▶ [Gezeigter Textauszug]

..........

Experten und Meinungen
Zum Glück ist das Thema in letzter Zeit etwas in den Hintergrund gerückt. Dafür erhob sich in den Social Media ein noch lauteres Getratsche über die epidemiologische Situation, in der wir uns befinden! Jeder weiss es besser, jede gibt noch eine Kritik oder Warnung zum Besten, aber niemand kennt sich wirklich aus. Sogar die Experten widersprechen sich. Der eine Virologe behauptet, dass es sehr schlimm sei, der andere Immunologe vergleicht die Situation mit einer normalen Grippe und beide werden von Leuten angegriffen und sogar bedroht, die es noch besser wissen wollen, als die Experten selbst. Dabei ist im Moment die Datenbasis sehr dürftig und die Situation äusserst komplex. Das bedeutet, dass sogar Expertise nicht wieterhelfen kann. Es weiss einfach niemand etwas Genaues! Ob nun Sicherheit vor Freiheit geht oder umgekehrt oder ob gar beides sysnchron möglich ist, dazu kann jede Person ihre eigene Ansicht haben. Ich mag sie einfach nicht alle lesen. Auch ein philosophischer Essay über Freiheit und Sicherheit interessiert mich jetzt nicht, schon gar nicht, wenn er von einem meiner Follower auf Facebook oder Twitter geteilt und kommentiert wird. Das ist ebenso wenig interessant, wie die vielen Meinungen zur Zeit danach. Niemand kann in die Zukunft sehen, weder Experten noch Laien. Auch die Autoren, die angeblich vor Jahren und Jahrzehnten bereits von einem Wuhan-400-Virus gewarnt haben, konnten nicht in die Zukunft schauen.

..........

▶ [Gezeigtes Material]

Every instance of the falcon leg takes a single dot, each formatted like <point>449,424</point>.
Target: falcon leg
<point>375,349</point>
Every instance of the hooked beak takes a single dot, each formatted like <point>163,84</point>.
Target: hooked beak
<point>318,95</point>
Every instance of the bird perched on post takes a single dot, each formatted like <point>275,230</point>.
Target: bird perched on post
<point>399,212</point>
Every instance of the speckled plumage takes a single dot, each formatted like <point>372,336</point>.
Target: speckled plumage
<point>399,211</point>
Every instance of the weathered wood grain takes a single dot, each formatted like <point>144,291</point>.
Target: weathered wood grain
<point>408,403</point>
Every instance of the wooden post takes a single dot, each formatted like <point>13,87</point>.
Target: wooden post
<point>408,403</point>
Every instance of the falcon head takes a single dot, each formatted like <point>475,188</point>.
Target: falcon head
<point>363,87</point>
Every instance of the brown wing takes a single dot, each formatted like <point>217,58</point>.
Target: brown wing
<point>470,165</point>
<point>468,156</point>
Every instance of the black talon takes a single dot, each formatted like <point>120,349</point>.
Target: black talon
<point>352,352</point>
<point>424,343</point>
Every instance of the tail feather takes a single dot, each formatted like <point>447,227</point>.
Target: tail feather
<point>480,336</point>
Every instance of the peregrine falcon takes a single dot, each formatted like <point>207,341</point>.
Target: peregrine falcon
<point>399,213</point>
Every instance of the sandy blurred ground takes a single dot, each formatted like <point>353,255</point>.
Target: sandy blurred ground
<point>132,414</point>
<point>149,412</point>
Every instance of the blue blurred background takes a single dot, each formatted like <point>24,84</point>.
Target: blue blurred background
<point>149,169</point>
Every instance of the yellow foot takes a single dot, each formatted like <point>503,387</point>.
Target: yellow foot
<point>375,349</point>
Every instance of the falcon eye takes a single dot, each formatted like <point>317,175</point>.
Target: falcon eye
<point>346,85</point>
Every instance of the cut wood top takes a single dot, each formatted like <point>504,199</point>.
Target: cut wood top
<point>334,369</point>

..........

▶ [Zu erledigende Aufgaben]
(a) Erkläre in ein bis drei Sätzen, warum laut dem Textauszug über Experten und Meinungen im Moment sogar Expertise nicht weiterhelfen kann.
(b) Schreibe die Fortsetzung des Textauszugs über Experten und Meinungen, beginnend nach seinem letzten Satz.
Die Auflistung ist eigenständiges Material und gehört nicht zum Textauszug.

▶ [Lösungen der Reihe]
(a) Die Datenbasis ist im Moment sehr dürftig, und die Situation ist äußerst komplex. Deshalb weiß niemand etwas Genaues.

(b)
Sogar unter den Vögel gibt es Babbler
Ich bin das Getratsche so leid, dass ich die Covid-19-Situation gar nicht mehr verfolge. Es genügt, wenn ich weiss, dass die Zahlen exponentiell zunehmen, dass die USA, Italien und Spanien Tabellenführer sind und dass jede Nation eine andere Abwehrstrategie fährt. Sollte sich an dieser Situation etwas ändern, werde ich es schon rechtzeitig erfahren. Aber ständig vor den Charts und den News zu sitzen, das tue ich mir nicht an. Ich verbringe den Tag auf der Terrasse mit Blick in die tropische Vegetation und beschäftige mich mit Mathematik, Fotografie, Schreiben und Lesen.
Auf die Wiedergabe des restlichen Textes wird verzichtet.